Fatigue and lethargy are related to the fact that the woman needs to nourish the fetus’s body fully. Other reasons for tiredness are high or low blood pressure, diabetes mellitus, heightened emotional and physical activity, acute and chronic respiratory diseases, anemia, toxicosis. In the last weeks, the pregnant woman may feel worse because of swelling and discomfort in the back, legs and frequent urination.
How long does it last
As a rule, the beginning of pregnancy is characterised by a strong desire to sleep, weakness and increased fatigue. During the first, second and third trimesters, the condition may change – most often the unpleasant symptoms become less pronounced. In some people there are no signs at all.
How does fatigue and sleepiness manifest itself during the first, second, third trimester?

────────────────────────────────────────

Task | Write out the text on fatigue and sleepiness in pregnancy in full, word for word.

Given data |
────────────────────────────────────────

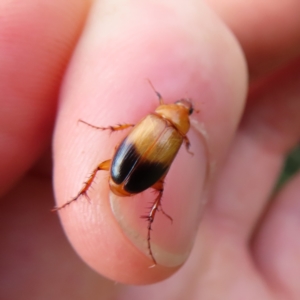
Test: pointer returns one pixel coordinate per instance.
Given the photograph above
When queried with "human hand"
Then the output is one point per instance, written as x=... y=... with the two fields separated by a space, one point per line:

────────────────────────────────────────

Answer to this exercise |
Fatigue and lethargy are related to the fact that the woman needs to nourish the fetus’s body fully. Other reasons for tiredness are high or low blood pressure, diabetes mellitus, heightened emotional and physical activity, acute and chronic respiratory diseases, anemia, toxicosis. In the last weeks, the pregnant woman may feel worse because of swelling and discomfort in the back, legs and frequent urination.
How long does it last
As a rule, the beginning of pregnancy is characterised by a strong desire to sleep, weakness and increased fatigue. During the first, second and third trimesters, the condition may change – most often the unpleasant symptoms become less pronounced. In some people there are no signs at all.
How does fatigue and sleepiness manifest itself during the first, second, third trimester?